--- START ---

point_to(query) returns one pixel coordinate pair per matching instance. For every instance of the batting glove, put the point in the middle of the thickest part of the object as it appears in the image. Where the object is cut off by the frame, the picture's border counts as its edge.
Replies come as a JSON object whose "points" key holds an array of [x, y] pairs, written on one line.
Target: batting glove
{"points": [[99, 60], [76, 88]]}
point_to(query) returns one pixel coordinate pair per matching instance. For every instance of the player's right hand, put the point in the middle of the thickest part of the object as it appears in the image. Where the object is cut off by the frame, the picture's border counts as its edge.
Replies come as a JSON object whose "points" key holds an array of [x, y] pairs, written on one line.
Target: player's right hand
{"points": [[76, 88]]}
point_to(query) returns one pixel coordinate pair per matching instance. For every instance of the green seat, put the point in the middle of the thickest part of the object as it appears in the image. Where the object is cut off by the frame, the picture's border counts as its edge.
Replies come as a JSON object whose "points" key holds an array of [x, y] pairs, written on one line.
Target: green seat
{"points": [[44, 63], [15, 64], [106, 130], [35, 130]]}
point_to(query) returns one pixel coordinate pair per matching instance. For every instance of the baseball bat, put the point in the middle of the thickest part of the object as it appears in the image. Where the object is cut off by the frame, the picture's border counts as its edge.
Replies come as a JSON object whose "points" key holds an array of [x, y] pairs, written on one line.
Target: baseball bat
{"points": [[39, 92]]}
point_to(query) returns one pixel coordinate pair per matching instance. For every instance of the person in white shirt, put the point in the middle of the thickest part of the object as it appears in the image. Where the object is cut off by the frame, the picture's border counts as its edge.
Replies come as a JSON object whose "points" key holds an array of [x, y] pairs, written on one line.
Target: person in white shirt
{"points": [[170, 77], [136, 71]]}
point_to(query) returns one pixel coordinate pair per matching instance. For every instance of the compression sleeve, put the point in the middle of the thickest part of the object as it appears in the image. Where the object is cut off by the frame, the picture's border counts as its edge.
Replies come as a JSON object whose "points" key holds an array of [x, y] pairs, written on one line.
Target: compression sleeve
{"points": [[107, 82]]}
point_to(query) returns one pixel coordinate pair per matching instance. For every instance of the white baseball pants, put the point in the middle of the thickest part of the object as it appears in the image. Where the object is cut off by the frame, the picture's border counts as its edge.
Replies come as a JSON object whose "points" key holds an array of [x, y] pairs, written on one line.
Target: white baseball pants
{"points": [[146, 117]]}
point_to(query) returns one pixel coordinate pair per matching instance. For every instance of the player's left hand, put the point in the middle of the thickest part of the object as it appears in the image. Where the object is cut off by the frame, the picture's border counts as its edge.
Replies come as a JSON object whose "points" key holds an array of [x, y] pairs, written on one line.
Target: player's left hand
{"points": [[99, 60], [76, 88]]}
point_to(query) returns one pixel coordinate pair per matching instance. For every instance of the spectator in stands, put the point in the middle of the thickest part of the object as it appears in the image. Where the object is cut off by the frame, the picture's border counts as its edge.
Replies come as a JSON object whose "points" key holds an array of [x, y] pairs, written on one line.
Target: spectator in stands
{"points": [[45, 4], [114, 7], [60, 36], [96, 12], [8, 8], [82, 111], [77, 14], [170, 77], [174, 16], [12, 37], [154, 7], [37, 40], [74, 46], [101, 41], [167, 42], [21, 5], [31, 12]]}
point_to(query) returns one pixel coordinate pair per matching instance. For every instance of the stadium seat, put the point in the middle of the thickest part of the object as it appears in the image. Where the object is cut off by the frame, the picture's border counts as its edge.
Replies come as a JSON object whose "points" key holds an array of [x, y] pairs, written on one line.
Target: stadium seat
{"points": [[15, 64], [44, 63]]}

--- END ---

*Aim of the exercise*.
Reproduce the material in full. Keep it identical to the original.

*Answer to the problem*.
point_to(query) returns one pixel coordinate pair per matching instance. For every instance of the batting glove, put the point in the middle of the thickest part of the object as it appears in the image. Where the object is cut off by the frame, the picture's border counts as its edge.
Replies come as a JSON object whose "points" key holds an array of [x, y] pairs, written on one line.
Target: batting glove
{"points": [[99, 60], [76, 88]]}
point_to(query) returns one pixel coordinate pair per matching instance. For every instance of the player's right hand, put the point in the middle of the thickest part of the object as it appears in the image. Where the object is cut off by the frame, the picture's border counts as its edge.
Replies come as a JSON object whose "points" key holds an array of [x, y] pairs, written on one line.
Target: player's right hand
{"points": [[76, 88]]}
point_to(query) returns one pixel coordinate pair per matching instance. For every instance of the green seat, put the point in the middle of the thickest part of the object as it appears in the image. Where the object is cut off by the frame, the picture's border counts as its edge.
Replies come as a JSON object whose "points" key holds an array of [x, y] pairs, written on one line.
Target: green seat
{"points": [[44, 63], [15, 64], [106, 130], [35, 130]]}
point_to(query) returns one pixel coordinate pair per matching instance. For every instance of the baseball bat, put the point in the middle of the thickest part of the object as it appears in the image. Where the object is cut off by the frame, the picture's border counts as its edge.
Replies come as a JSON object whose "points" key holds an array of [x, y] pairs, written on one line.
Target: baseball bat
{"points": [[39, 92]]}
point_to(query) returns one pixel coordinate pair per matching instance. For every instance of the person in white shirt, put the point in the middle of the thickest part of the object as it appears in the image. Where the object is cut off by the frame, the picture's border counts as its edge.
Replies come as a JSON object whose "points" key holds an array of [x, y] pairs, written on one line.
Target: person in white shirt
{"points": [[170, 77], [136, 71]]}
point_to(query) returns one pixel coordinate pair per matching instance. For every instance of the compression sleeve, put the point in the middle of the thickest part of the object as it appears in the image. Where the object is cut off by the frame, the picture's border counts as its edge.
Replies come as a JSON object whose "points" key holds an array of [x, y] pairs, written on one line.
Target: compression sleeve
{"points": [[107, 82]]}
point_to(query) returns one pixel coordinate pair per matching instance. For every instance of the white baseball pants, put the point in the middle of the thickest part of the object as it appears in the image. Where the object is cut off by the frame, the picture's border counts as its edge.
Replies come as a JSON object whose "points" key holds an array of [x, y] pairs, written on one line.
Target: white baseball pants
{"points": [[146, 117]]}
point_to(query) returns one pixel coordinate pair per matching instance. For every instance of the player's left hand, put the point in the middle of the thickest part of the object as it appears in the image. Where the object is cut off by the frame, the picture's border counts as its edge.
Replies come as a JSON object whose "points" key holds an array of [x, y] pairs, written on one line.
Target: player's left hand
{"points": [[99, 60], [76, 88]]}
point_to(query) returns one pixel coordinate pair per matching instance. For every instance of the spectator in stands, put the point in the middle of the thickest part of the object as it appears in the image. Where the object is cut off by the frame, the picture's border counts as its edge.
Replies come as a JSON object whose "points" key holds an array of [x, y] pairs, written on one line.
Target: spectator in stands
{"points": [[45, 4], [114, 7], [60, 36], [96, 12], [8, 8], [82, 111], [77, 14], [170, 77], [174, 16], [12, 37], [154, 7], [37, 40], [74, 46], [101, 41], [167, 42], [21, 5], [31, 12]]}
point_to(query) returns one pixel coordinate pair per matching instance. For every instance of the stadium seat, put the point in the middle of the thickest part of the object as it appears in the image. Where the object is cut off by the frame, the picture's border counts as its edge.
Replies come as a JSON object whose "points" key holds an array of [x, y] pairs, written on one line.
Target: stadium seat
{"points": [[15, 64], [44, 63]]}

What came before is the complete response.